▸ **TEXT PASSAGE**:
====
With a slightly crisp outer layer, soft and chewy on the inside, bursting with almonds and Amaretto liqueur and hints of vanilla, these Amaretti Biscuits are delectable.
Collect together your equipment (see Recipe Notes below) and ingredients.
Preheat oven to Fan Oven 150°C/170°C/325°F/Gas 3
Line two baking trays with a silicone mat or baking parchment.
Whisk the egg whites to stiff peaks. When you have whipped the egg whites sufficiently, you will be able to turn the mixing bowl upside down and the egg whites not move and stay inside the bowl.
Fold in the ground almonds, caster sugar, vanilla extract and salt.
Now fold in the amaretto
Scoop out your dough balls. I generally make 2 sizes of biscuit :
A) a small 2½ cm/1 inch ball using a small ice cream scoop. (Which I leave these in a ball shape.)
====
▸ **EXERCISE 1**:
List every ingredient that the amaretti recipe says to fold into the whisked egg whites.
▸ **EXERCISE 2**:
Print the part of the amaretti recipe starting with "Collect together your" and going on through "extract and salt.".
The data that follows is not needed for any of this.
====
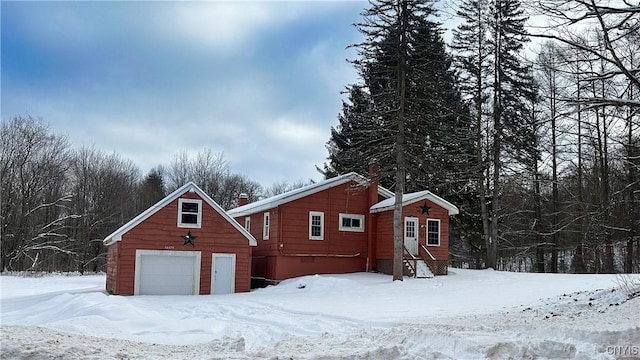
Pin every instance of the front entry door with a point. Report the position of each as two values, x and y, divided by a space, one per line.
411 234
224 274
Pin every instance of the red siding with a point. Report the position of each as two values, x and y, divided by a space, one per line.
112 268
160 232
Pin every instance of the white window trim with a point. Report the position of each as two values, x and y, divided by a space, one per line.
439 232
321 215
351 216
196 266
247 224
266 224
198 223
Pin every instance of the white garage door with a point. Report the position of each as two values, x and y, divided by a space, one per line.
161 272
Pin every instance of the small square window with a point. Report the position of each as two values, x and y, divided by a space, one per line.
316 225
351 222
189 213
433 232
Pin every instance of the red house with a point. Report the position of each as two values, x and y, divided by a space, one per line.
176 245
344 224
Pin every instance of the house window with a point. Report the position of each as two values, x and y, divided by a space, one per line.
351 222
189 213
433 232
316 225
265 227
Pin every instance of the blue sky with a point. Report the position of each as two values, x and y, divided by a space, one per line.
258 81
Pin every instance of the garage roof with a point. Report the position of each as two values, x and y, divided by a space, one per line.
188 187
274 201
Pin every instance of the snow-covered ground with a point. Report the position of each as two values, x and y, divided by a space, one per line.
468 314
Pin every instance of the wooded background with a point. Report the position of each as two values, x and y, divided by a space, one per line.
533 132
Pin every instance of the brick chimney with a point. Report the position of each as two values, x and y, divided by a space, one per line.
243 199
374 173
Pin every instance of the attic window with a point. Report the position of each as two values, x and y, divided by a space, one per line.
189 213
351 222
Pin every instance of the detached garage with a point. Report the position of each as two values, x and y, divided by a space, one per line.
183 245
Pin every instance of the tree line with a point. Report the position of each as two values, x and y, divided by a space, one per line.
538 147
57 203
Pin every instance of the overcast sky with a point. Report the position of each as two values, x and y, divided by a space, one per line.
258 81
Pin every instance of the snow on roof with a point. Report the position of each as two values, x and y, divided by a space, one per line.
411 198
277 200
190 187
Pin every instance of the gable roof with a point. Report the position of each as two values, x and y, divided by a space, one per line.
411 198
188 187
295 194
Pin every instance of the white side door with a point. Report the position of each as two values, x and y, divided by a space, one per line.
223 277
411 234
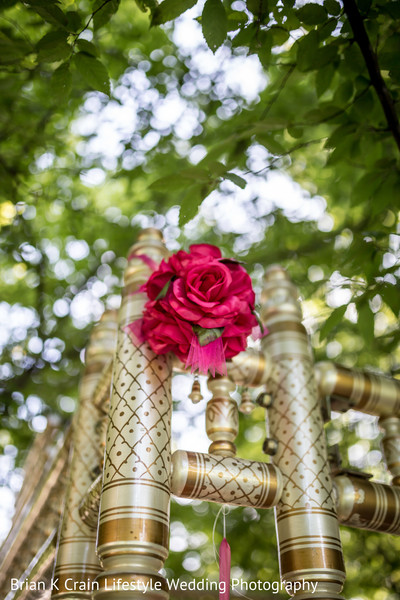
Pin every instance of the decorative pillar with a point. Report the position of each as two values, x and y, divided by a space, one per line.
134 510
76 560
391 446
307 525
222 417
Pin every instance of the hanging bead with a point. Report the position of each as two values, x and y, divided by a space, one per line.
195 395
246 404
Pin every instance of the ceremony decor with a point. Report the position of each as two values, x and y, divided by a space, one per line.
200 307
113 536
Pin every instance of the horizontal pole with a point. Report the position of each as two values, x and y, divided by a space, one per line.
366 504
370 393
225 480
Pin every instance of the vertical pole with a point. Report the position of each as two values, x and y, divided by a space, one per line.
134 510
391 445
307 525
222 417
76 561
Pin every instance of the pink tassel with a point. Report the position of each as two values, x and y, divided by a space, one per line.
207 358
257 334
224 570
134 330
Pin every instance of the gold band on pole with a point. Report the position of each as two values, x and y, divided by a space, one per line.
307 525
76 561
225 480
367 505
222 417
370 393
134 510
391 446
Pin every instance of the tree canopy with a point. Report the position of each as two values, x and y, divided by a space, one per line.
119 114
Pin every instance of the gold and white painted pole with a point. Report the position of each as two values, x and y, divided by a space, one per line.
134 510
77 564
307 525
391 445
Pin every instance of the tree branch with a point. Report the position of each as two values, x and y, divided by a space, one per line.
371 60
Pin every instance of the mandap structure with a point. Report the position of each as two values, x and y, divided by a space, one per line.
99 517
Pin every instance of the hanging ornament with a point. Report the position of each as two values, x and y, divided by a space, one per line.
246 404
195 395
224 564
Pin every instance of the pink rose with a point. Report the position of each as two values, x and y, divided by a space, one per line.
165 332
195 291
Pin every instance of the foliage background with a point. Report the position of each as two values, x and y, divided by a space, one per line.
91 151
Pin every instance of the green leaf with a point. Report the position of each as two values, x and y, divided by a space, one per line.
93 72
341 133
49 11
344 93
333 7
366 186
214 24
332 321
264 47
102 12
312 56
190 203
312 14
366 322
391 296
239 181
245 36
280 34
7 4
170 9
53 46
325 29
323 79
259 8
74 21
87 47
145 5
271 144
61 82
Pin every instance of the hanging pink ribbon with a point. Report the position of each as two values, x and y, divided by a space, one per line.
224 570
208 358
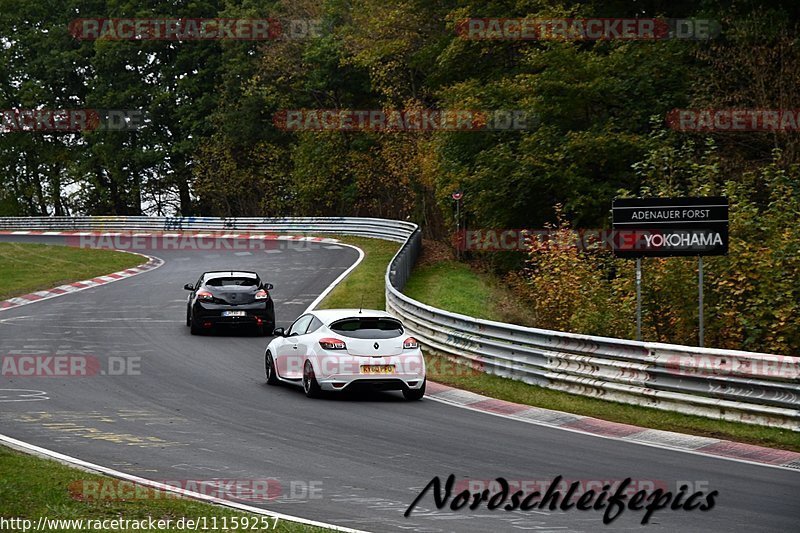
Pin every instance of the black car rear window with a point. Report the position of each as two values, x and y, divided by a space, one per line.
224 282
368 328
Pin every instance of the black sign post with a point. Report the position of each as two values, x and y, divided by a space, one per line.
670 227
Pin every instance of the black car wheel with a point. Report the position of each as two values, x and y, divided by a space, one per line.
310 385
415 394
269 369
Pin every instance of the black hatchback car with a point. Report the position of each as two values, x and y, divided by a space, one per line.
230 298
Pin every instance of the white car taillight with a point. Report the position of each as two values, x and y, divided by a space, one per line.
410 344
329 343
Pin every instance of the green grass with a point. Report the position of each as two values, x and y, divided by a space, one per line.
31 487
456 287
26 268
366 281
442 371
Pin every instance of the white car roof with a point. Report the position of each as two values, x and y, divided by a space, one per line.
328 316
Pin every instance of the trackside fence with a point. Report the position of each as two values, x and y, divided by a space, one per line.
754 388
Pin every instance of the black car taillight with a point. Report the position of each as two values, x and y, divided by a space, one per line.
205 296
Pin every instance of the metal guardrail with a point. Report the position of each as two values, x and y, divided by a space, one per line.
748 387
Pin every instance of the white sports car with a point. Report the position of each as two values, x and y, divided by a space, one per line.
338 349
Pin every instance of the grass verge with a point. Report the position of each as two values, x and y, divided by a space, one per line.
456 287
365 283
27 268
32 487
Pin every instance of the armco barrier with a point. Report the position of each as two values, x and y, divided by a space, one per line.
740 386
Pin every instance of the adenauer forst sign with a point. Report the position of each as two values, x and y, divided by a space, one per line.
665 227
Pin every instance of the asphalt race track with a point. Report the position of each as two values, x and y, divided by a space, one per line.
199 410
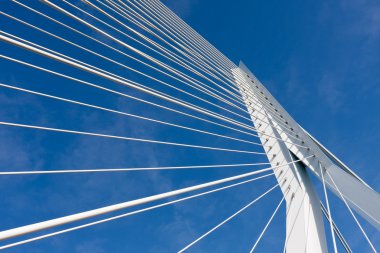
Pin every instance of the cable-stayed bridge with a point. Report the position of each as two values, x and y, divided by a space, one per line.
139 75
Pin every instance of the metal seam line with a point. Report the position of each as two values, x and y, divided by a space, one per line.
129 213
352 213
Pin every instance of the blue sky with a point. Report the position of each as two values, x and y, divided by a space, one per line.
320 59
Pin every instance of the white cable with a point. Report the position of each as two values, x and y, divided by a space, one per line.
====
▸ **RESULT 1**:
- Ground almonds
- Caster sugar
- Vanilla extract
- Salt
- Amaretto

▸ **RESULT 2**:
Collect together your equipment (see Recipe Notes below) and ingredients.
Preheat oven to Fan Oven 150°C/170°C/325°F/Gas 3
Line two baking trays with a silicone mat or baking parchment.
Whisk the egg whites to stiff peaks. When you have whipped the egg whites sufficiently, you will be able to turn the mixing bowl upside down and the egg whites not move and stay inside the bowl.
Fold in the ground almonds, caster sugar, vanilla extract and salt.